# [Instructions for the task]
Rewrite the entries below, swapping every "marker" for "pin" and keeping all other wording the same. Leave the pictures out of your version.

# [Supplied material]
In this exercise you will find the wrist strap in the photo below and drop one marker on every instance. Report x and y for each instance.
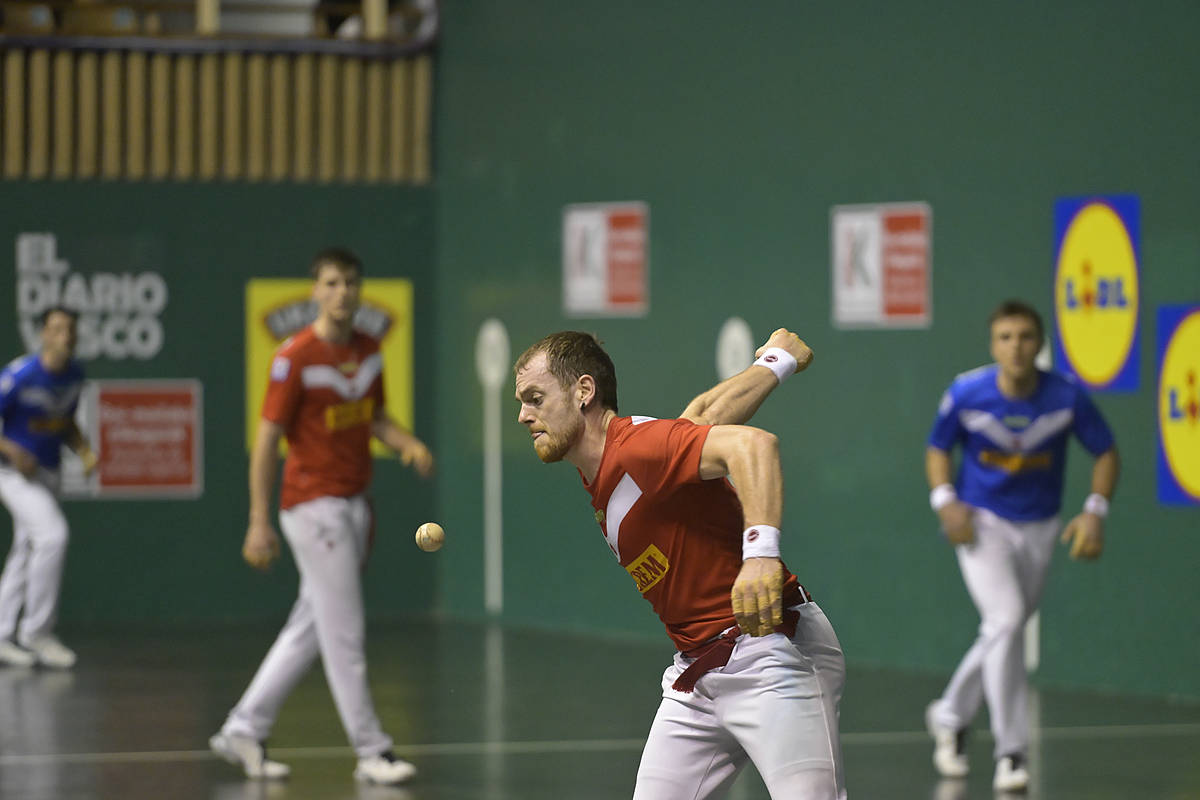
(942, 495)
(1097, 504)
(779, 361)
(760, 541)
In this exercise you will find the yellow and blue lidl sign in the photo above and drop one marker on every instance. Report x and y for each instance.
(1179, 404)
(279, 307)
(1096, 289)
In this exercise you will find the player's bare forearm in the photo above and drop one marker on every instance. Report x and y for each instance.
(750, 457)
(736, 400)
(733, 401)
(1105, 471)
(264, 461)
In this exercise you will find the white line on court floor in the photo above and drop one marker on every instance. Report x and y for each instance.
(573, 746)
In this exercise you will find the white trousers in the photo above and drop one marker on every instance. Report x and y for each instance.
(774, 703)
(1005, 571)
(329, 540)
(33, 573)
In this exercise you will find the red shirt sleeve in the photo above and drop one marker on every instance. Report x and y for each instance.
(283, 390)
(665, 453)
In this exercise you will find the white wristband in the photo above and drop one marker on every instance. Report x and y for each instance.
(779, 361)
(942, 495)
(760, 541)
(1097, 504)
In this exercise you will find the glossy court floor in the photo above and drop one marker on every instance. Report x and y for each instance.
(493, 714)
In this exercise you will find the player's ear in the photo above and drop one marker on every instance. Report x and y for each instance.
(585, 390)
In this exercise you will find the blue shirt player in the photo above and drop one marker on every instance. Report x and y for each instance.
(1013, 422)
(39, 395)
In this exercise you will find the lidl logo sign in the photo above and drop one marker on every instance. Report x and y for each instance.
(1179, 404)
(1096, 290)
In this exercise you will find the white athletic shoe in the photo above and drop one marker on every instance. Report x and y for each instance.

# [Response to this task]
In this exercise you will find the wrist strap in the photo below and drop one pin on every instance. Report x and y for each instance.
(942, 495)
(1097, 504)
(779, 361)
(760, 541)
In this exercise you will find the yellow and blue lidl sign in the photo above and drop one pin on every instance. Report x and y for each instance.
(1179, 404)
(279, 307)
(1096, 289)
In this exercise you will find the player's bare forearm in the photo above and drop one pin on every instance. Report x and y for each instance.
(750, 457)
(736, 400)
(733, 401)
(1105, 471)
(264, 461)
In this exercise you will find the white line on court floor in the photo above and drop one pin on every instance. Report x and y for each instance.
(573, 746)
In this exercise you will find the white trousers in the photo above and drop one pin on every instance. Report x and y for each instance.
(774, 703)
(1005, 571)
(329, 540)
(33, 573)
In this exercise you will find the red shirt sleeve in the photo above and drop one pin on every instance. Report x and y for each instance.
(283, 390)
(665, 453)
In this exercise you will find the white wristband in the photo above and drop one pin on every instance. Report x and y for each instance.
(779, 361)
(942, 495)
(760, 541)
(1097, 504)
In this exercise you will find the glossy court floor in the photo above and drop one pin on every instance. Report x and y for each instance.
(493, 714)
In this exercise you will find the player's ear in the photo above and drop one pin on every instance. Report x and y for each instance.
(585, 390)
In this exercise you will find the blue shirt player in the photo above and drop one pin on every instance. Report x and y for each instance.
(1013, 422)
(39, 395)
In this exercise you will find the lidl logo sign in the photo above and drop one pin on every instance. Report x and y for each instance.
(1179, 404)
(1096, 290)
In this exercise you will find the white athletic shoe in the photo above and drop one pin on every instance. Report x and y for each instance.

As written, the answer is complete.